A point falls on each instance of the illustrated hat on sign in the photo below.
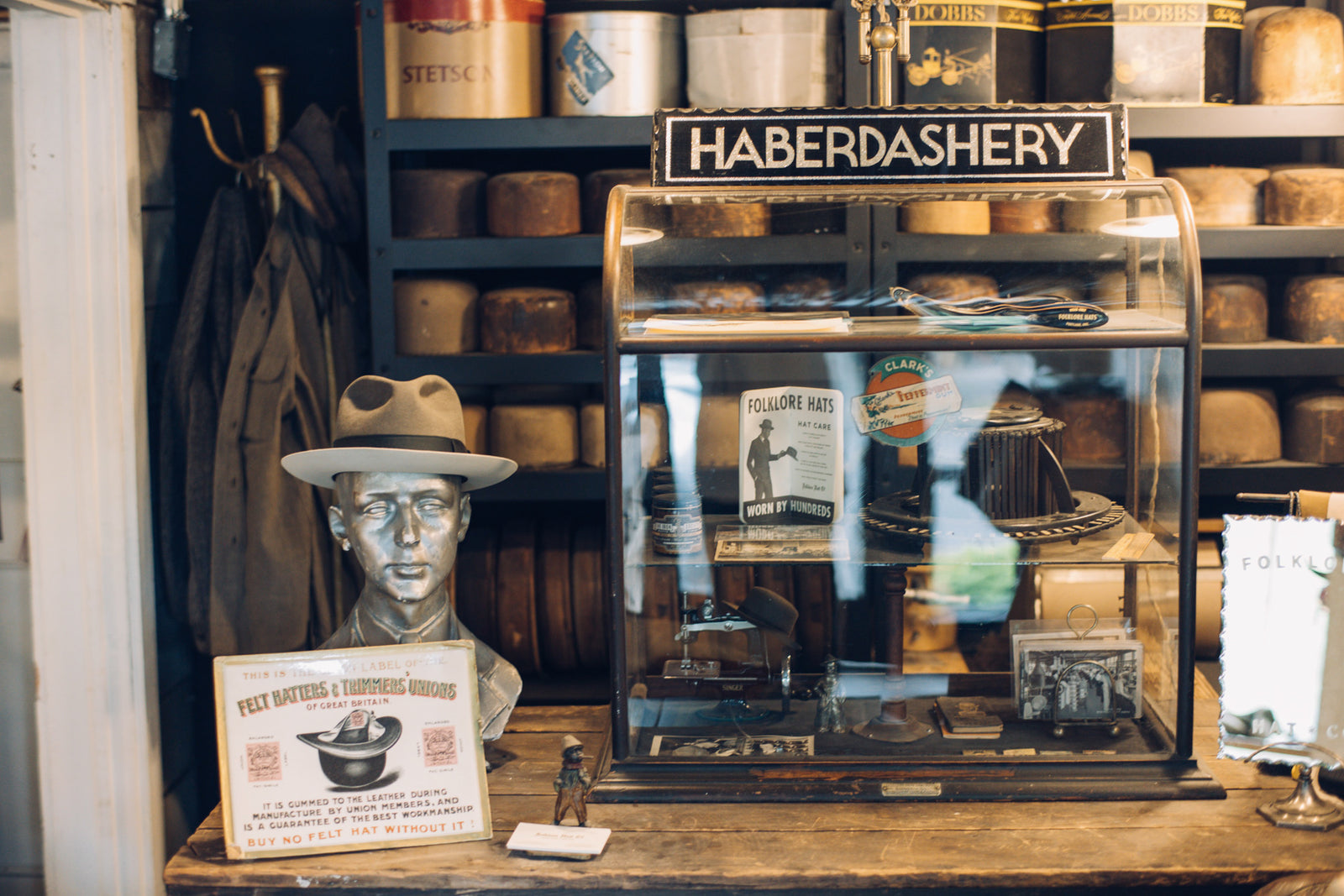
(355, 752)
(360, 735)
(394, 426)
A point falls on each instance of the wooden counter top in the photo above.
(1189, 846)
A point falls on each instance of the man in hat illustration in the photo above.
(354, 752)
(759, 461)
(402, 474)
(573, 782)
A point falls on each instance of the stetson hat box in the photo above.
(1142, 51)
(988, 51)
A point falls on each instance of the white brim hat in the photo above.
(393, 426)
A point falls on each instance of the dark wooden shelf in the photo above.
(1273, 476)
(480, 369)
(1272, 358)
(1008, 248)
(580, 250)
(521, 134)
(571, 484)
(1146, 123)
(1268, 241)
(1245, 121)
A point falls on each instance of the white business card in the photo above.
(559, 839)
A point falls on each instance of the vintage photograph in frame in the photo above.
(1081, 680)
(331, 752)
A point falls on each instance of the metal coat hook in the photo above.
(890, 36)
(272, 102)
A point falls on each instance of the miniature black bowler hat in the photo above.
(355, 752)
(394, 426)
(770, 613)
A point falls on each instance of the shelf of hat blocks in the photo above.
(582, 132)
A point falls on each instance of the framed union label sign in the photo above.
(358, 748)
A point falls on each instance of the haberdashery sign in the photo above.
(905, 144)
(358, 748)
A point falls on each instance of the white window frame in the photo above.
(81, 312)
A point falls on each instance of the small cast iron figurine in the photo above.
(830, 701)
(573, 782)
(402, 476)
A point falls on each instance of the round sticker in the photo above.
(905, 402)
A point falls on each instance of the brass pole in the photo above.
(272, 123)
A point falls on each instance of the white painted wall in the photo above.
(20, 813)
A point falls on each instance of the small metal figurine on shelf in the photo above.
(571, 782)
(402, 472)
(830, 700)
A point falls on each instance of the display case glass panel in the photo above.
(902, 513)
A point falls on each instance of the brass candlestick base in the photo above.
(1308, 808)
(893, 726)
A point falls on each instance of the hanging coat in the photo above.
(277, 578)
(194, 385)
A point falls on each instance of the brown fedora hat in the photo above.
(396, 426)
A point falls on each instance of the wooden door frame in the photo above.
(81, 325)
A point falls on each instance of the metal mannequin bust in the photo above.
(402, 477)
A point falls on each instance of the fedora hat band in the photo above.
(407, 443)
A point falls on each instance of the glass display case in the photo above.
(900, 513)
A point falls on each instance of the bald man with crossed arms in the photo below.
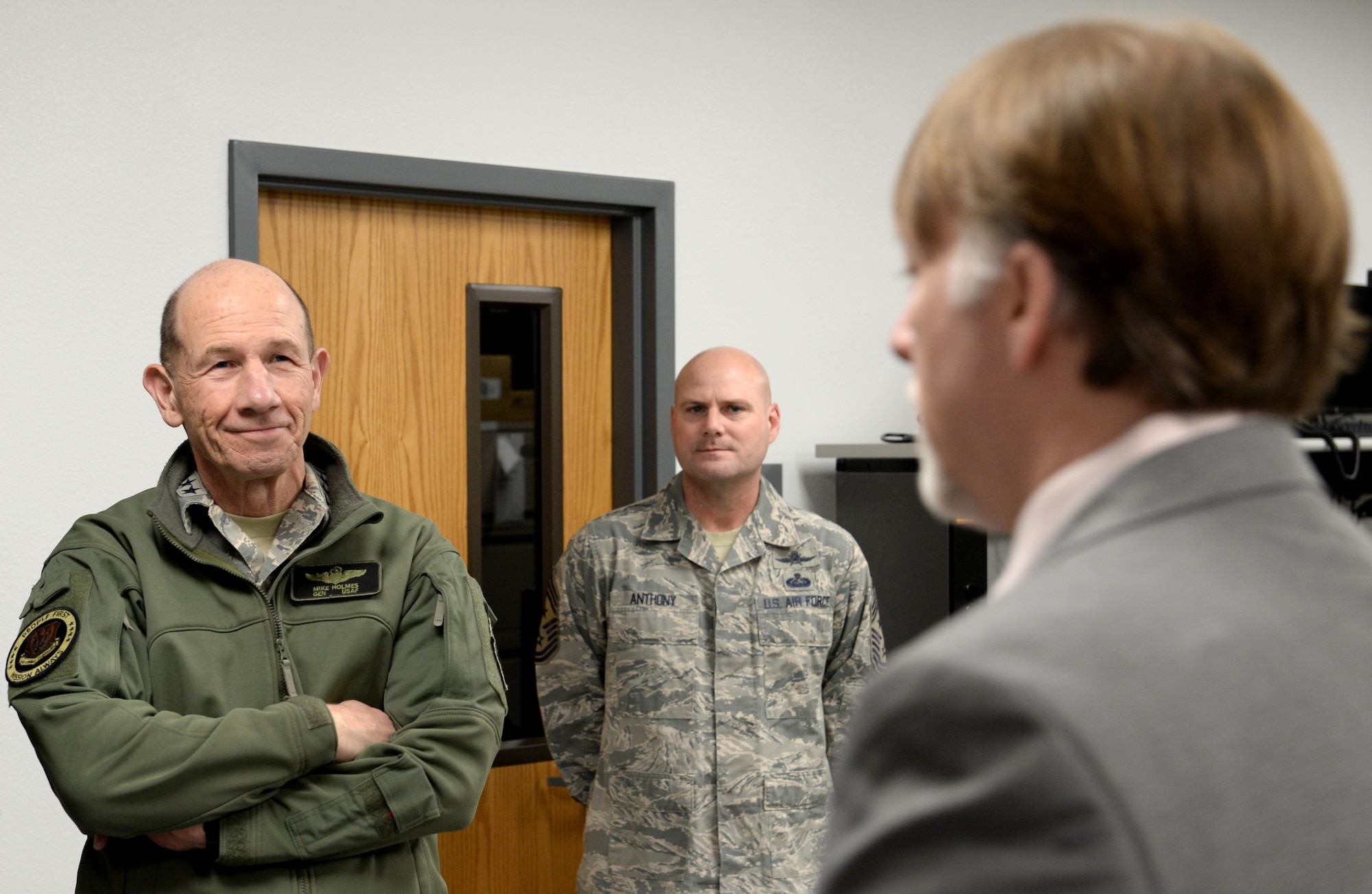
(702, 652)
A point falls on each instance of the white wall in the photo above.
(780, 121)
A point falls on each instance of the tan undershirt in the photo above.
(261, 531)
(724, 541)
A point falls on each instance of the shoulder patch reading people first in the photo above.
(349, 580)
(42, 645)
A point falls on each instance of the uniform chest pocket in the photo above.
(795, 644)
(651, 663)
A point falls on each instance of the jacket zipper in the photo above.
(287, 687)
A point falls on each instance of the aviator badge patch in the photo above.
(548, 630)
(42, 646)
(348, 580)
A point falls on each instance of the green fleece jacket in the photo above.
(163, 689)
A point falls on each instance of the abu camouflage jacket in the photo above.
(694, 704)
(161, 687)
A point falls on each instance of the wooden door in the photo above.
(386, 281)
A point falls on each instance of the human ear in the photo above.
(1032, 294)
(319, 369)
(157, 381)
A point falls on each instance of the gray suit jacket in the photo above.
(1179, 698)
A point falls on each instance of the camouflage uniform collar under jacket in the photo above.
(307, 513)
(770, 523)
(344, 499)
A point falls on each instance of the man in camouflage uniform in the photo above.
(702, 652)
(255, 677)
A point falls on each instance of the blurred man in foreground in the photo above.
(1130, 244)
(703, 652)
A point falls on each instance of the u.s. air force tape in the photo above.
(42, 645)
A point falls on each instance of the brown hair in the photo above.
(1190, 207)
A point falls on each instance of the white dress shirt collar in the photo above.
(1054, 502)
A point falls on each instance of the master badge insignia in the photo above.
(42, 646)
(548, 630)
(346, 580)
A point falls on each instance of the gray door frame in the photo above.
(643, 280)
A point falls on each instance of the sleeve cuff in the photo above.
(320, 738)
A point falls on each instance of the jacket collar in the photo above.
(772, 523)
(1253, 458)
(345, 499)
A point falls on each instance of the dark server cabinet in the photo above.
(923, 568)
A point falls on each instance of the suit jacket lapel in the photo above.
(1248, 461)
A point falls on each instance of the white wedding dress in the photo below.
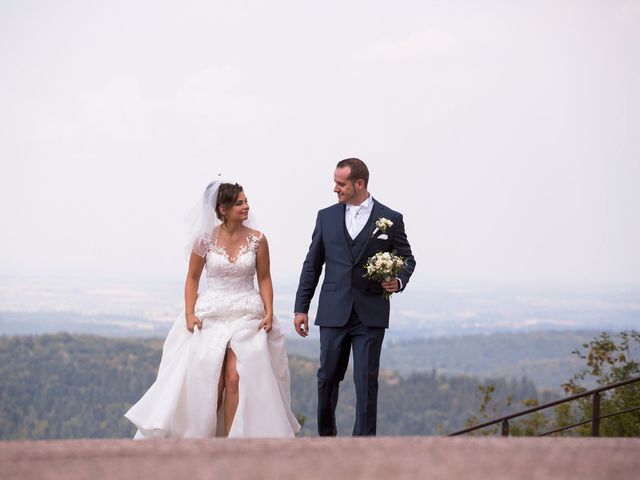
(182, 402)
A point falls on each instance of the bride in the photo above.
(224, 369)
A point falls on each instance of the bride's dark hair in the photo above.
(227, 196)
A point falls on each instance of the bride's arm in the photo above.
(263, 272)
(196, 264)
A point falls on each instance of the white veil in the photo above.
(202, 220)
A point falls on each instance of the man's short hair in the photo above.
(358, 168)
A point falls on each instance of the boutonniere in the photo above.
(382, 225)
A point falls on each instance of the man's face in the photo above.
(345, 188)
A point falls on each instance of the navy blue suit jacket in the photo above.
(344, 287)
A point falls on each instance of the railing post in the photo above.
(505, 428)
(595, 415)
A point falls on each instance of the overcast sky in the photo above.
(507, 133)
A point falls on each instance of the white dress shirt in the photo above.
(357, 216)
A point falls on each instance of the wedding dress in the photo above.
(183, 400)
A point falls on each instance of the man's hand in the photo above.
(391, 286)
(301, 322)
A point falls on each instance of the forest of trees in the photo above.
(78, 386)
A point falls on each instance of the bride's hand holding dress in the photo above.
(230, 323)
..........
__Problem description__
Exactly as they appear above, give the records again, without their pictures.

__Solution to this exercise__
A point falls on each instance of the illustrated hat on sign in the photo below.
(355, 752)
(360, 735)
(394, 426)
A point falls on each instance of the wooden counter top in the photo above.
(1189, 846)
A point falls on each instance of the man in hat illustration in the photo above.
(354, 752)
(759, 461)
(402, 474)
(573, 782)
A point falls on each instance of the stetson hat box in the photo above.
(1142, 51)
(988, 51)
A point falls on each instance of the white brim hat in the photo above.
(393, 426)
A point falls on each instance of the dark wooden shelf in the photo above.
(1273, 476)
(480, 369)
(1272, 358)
(1008, 248)
(580, 250)
(521, 134)
(571, 484)
(1146, 123)
(1268, 241)
(1245, 121)
A point falls on each instance of the white business card in the photo above.
(559, 839)
A point falls on each instance of the vintage photograph in frame in the photo above.
(1081, 680)
(331, 752)
A point falls on each instance of the metal coat hook in the photo above.
(890, 36)
(272, 102)
A point falls on each instance of the miniature black bowler hat in the photo above.
(355, 752)
(394, 426)
(770, 613)
A point falls on each instance of the shelf of hat blocks in the photo above.
(582, 132)
A point falls on each instance of the framed union label sign in the photo above.
(358, 748)
A point falls on each instance of the haberdashery sign in the photo above.
(905, 144)
(358, 748)
A point falls on each instance of the white window frame in the photo above.
(81, 312)
A point falls on each instance of the small cast iron figurine in the photo above.
(830, 701)
(573, 782)
(402, 476)
A point falls on each instance of the round sticker in the photo above.
(905, 402)
A point falls on each instance of the brass pole in the photo above.
(272, 123)
A point falls on each instance of the white painted wall in the photo above.
(20, 813)
A point falls on each instance of the small metal figurine on shelf in the photo above.
(571, 782)
(402, 472)
(830, 700)
A point falls on each instance of the display case glass panel in the photo above.
(902, 513)
A point falls on each instance of the brass candlestick base in the photo above.
(1308, 808)
(893, 726)
A point falls on each instance of the hanging coat in the photo above.
(277, 578)
(194, 385)
A point falls on each instance of the brown fedora hat in the photo above.
(396, 426)
A point falls on each instance of the wooden door frame in the photo above.
(81, 325)
A point falls on each instance of the metal mannequin bust in the photo above.
(402, 477)
A point falls on each instance of the fedora hat band in the photo above.
(407, 443)
A point falls on each instance of the glass display case in the photo above.
(900, 513)
A point falls on each instance of the bald man with crossed arms in the photo below.
(702, 652)
A point falls on each instance of the white wall in the photo above.
(780, 121)
A point falls on each instance of the tan undershirt in the photo above.
(261, 531)
(724, 541)
A point falls on each instance of the shoulder patch reading people first in the photo above.
(349, 580)
(42, 645)
A point falls on each instance of the uniform chest pocket in the photo above.
(795, 644)
(651, 663)
A point falls on each instance of the jacket zipper in the photo above.
(287, 687)
A point falls on each instance of the aviator badge patch in the photo above.
(548, 630)
(42, 646)
(348, 580)
A point falls on each instance of the green fleece jacket in the photo above.
(163, 689)
A point falls on each instance of the abu camouflage jacket in the photo above.
(694, 704)
(161, 687)
A point falls on each instance of the wooden door in the photo above.
(386, 281)
A point falls on each instance of the human ear in the photo above.
(1032, 294)
(319, 369)
(157, 381)
A point falls on each instance of the gray suit jacket in the photo above.
(1179, 698)
A point falls on each instance of the camouflage uniform collar under jacket in the photo above.
(307, 513)
(770, 523)
(344, 499)
A point falls on each instance of the man in camouflage uniform in the photo above.
(702, 652)
(255, 677)
A point falls on each instance of the blurred man in foreground in the photo above.
(1130, 244)
(703, 652)
A point falls on each instance of the u.s. air force tape in the photo above.
(42, 645)
A point falls on each instance of the brown hair in the photo above.
(1190, 207)
A point falls on each instance of the white dress shirt collar in the photo above.
(1054, 502)
A point falls on each instance of the master badge insignia in the photo above.
(42, 646)
(548, 630)
(346, 580)
A point falls on each instance of the gray door frame in the photo above.
(643, 280)
A point falls on each instance of the sleeve cuff in the photo above.
(320, 738)
A point falls on each instance of the jacket collar in the photo above.
(772, 523)
(1253, 458)
(345, 499)
A point falls on each instance of the dark server cabinet in the photo above.
(923, 568)
A point falls on each instance of the suit jacket lapel in the photo above.
(1248, 461)
A point falls on each instance of the white wedding dress in the photo below.
(182, 402)
A point falls on each instance of the bride in the photo above.
(224, 369)
A point falls on each instance of the bride's dark hair in the photo above.
(227, 196)
A point falls on each instance of the bride's arm in the photo above.
(263, 272)
(196, 264)
A point falls on each instance of the white veil in the photo above.
(202, 220)
A point falls on each instance of the man's short hair in the photo above.
(358, 168)
A point falls on each instance of the boutonniere in the photo above.
(382, 225)
A point falls on each instance of the man's face in the photo above.
(345, 188)
A point falls on each instance of the navy blue suit jacket in the photo above.
(344, 287)
A point falls on each instance of the railing post in the photo above.
(505, 428)
(595, 415)
A point falls on each instance of the overcast sky in the photo above.
(507, 133)
A point falls on each instance of the white dress shirt in the photo above.
(357, 216)
A point falls on each instance of the wedding dress in the photo above.
(183, 400)
A point falls on each instance of the man's hand in the photo above.
(391, 286)
(301, 322)
A point falls on each instance of the forest of trees in the photo above.
(78, 386)
A point falls on each instance of the bride's hand holding dress in the photo above.
(230, 323)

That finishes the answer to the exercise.